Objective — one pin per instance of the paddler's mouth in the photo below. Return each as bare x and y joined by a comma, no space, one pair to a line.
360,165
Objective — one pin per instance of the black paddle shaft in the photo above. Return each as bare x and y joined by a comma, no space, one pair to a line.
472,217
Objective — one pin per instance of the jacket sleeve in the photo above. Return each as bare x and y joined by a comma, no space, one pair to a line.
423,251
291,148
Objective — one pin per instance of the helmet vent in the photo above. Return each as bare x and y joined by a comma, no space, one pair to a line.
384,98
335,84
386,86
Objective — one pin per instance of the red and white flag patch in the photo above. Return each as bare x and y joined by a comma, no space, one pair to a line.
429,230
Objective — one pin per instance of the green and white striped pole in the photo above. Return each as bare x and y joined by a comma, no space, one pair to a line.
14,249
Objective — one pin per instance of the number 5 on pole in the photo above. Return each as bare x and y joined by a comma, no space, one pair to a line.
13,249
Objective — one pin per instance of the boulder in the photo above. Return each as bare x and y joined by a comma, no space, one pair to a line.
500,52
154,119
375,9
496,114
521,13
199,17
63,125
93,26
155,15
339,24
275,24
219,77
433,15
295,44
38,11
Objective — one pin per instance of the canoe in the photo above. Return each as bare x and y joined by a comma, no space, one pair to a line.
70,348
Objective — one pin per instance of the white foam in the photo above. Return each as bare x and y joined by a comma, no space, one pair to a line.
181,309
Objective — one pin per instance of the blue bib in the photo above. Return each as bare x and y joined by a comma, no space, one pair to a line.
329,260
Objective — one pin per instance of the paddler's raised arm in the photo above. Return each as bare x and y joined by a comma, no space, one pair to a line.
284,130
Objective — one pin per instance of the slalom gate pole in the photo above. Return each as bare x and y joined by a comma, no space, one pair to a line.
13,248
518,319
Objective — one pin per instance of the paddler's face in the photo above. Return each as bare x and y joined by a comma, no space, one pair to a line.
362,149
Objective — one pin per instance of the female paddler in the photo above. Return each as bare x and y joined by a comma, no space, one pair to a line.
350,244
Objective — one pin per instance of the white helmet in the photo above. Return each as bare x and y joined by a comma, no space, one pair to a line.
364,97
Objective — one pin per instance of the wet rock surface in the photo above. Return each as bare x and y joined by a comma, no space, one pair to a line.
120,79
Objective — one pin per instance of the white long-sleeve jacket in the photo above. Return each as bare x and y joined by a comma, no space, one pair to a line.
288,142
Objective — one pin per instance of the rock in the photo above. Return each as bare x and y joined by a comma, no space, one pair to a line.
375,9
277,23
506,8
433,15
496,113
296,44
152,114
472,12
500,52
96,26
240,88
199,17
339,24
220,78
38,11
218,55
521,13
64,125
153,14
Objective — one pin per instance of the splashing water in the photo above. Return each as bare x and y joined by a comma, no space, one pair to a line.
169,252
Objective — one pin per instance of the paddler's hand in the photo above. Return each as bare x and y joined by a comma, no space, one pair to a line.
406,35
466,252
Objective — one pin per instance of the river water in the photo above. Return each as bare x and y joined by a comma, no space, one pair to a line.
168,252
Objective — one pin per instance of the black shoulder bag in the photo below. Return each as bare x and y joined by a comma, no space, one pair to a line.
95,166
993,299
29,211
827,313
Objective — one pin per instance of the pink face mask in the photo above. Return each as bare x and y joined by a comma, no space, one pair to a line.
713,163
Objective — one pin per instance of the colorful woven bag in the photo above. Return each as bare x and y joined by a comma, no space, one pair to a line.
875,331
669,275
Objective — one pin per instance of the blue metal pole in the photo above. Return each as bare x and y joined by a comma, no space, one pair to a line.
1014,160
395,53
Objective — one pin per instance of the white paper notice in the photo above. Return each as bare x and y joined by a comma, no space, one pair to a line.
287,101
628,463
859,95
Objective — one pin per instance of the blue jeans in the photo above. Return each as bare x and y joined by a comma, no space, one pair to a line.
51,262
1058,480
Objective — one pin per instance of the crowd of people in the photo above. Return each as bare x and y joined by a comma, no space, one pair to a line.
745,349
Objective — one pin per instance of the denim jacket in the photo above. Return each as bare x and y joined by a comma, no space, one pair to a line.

※

Task description | Revise all of the lines above, putting "Goal" wherever "Objective" appears and leaving everything else unchanged.

Solution for this task |
Goal — one pin per instance of the paddler's mouth in the photo below. Return each as bare x and y joined by a comma, no space, one pair to a line.
360,165
Goal — one pin per instance of the black paddle shaft in the photo above. Return each as bare x and y joined by a comma, no space, one pair to a line.
472,217
Goal — one pin per instance of the jacket sleeve in the photo above. Return each as bare x and y joined by a comma, no space, one pair to a line.
423,251
291,148
Goal — one pin per instance of the helmet vent in the photo above. Return each as bare x and y joined by a comma, no space, one pair to a line.
384,98
335,84
386,86
Goal — one pin per instance of the red and white flag patch in the photo above. Return each as bare x and y joined by a comma, no space, one pair to a line.
429,230
Goal — one pin per instance of the green and white striped pole in the photo above. Return each as bare x and y joined by a comma, no space, one pair to a line.
14,249
Goal — one pin per instance of the number 5 on pole in the photo above. Return each as bare x and y joined by a comma, no space, one pair to a line.
13,249
Goal — one pin per instance of the boulder in the photo above. Return each as bare x and y joined by a comma, no space, one pair to a line.
500,52
154,119
375,9
496,114
521,13
199,17
63,125
93,26
155,15
339,24
275,24
219,77
433,15
295,44
38,11
Goal — one pin per instance of the canoe in the photo above. Return each as bare x and y joined by a comma, no space, one pair to a line.
70,348
Goal — one pin per instance of the white foam in the photo above. Return each as bare x and y joined by a comma, no space, one pair to a line.
181,309
Goal — one pin per instance of the blue bib in the photo above. Return each as bare x and y joined by a comma, no space, one pair to a line.
329,260
Goal — one pin per instance of the paddler's raised arm in the photo above. Return each as bare x and y joined by a comma, no space, one pair to a line.
284,130
Goal — one pin per instance of the slalom gate pole in the photo above. Return each as bare x and y joined by a comma, no space, one pair to a line.
13,248
518,319
Goal — one pin per instance of the paddler's face in the photo above. Return each as bare x and y joined by a comma, no space, one pair to a line.
362,149
Goal — one pin per instance of the female paddler in the photo above. Return each as bare x and y joined by a comma, no space, one pair to a line.
350,244
Goal — one pin per instance of the white helmet in the photo above. Return each as bare x and y joined by a comma, no space, one pair to a line.
364,97
Goal — one pin per instance of the wet rock surface in the photo above. Return each as bare x and y joined by a comma, no space, one pair to a line.
120,79
Goal — one pin per instance of the white long-sleeve jacket in the photo above. Return each as bare x and y joined by a comma, no space, one pair to a line.
288,142
Goal — one pin per instance of the rock in the photo above. Return each as bare x and y joined by a comma, no space, one pair to a line.
375,9
277,23
506,8
433,15
496,113
296,44
152,114
472,12
500,52
96,26
240,88
199,17
339,24
220,78
38,11
218,55
521,13
64,125
153,14
Goal — one pin per instance of the splashing water in the photo above. Return each as bare x and y joined by a comma, no space, one pair to a line.
169,252
Goal — one pin per instance of the paddler's hand in the photo above. Return each as bare x and y joined by a comma, no space, one pair to a line.
406,35
466,252
Goal — one pin per instance of the river water in the photo above. Return each as bare x and y joined by a comma, no space, one pair to a line.
168,252
Goal — one pin per instance of the black shoulder bag in the photo below. Return each as bare x and y joined by a comma, no space, one pair to a line.
95,166
993,299
29,211
827,313
Goal — one pin per instance of the pink face mask in the photo above. Return each as bare x and y joined by a comma, no space, one pair to a line.
713,163
Goal — one pin per instance of the colorful woven bag in the photo above. Return each as bare x and y joined by a comma, no space, one pair to a line.
875,331
669,275
Goal — one pin per instance of the blue metal pole in the photo above. Return each as bare x and y joined by a comma, no space, one pair to a line.
1014,160
395,53
Goal — one pin per instance of the white paper notice in the photo above. Return each as bare x and y joined by a comma, no space, one pair to a line.
287,101
628,463
859,95
Goal — one pin per instance of the blue jeans in the photo above. Return each as bare x and y joined by a comma, no space, one pair to a line.
51,262
1058,480
Goal — one pin per instance of the crowd of people in the photo above. Return each as bare x and y joined by a comma, no space, one pair to a line.
745,349
Goal — one pin per instance of the denim jacket in the photo above. Return each as bare x and y joined by a comma, no space, one pair to a line.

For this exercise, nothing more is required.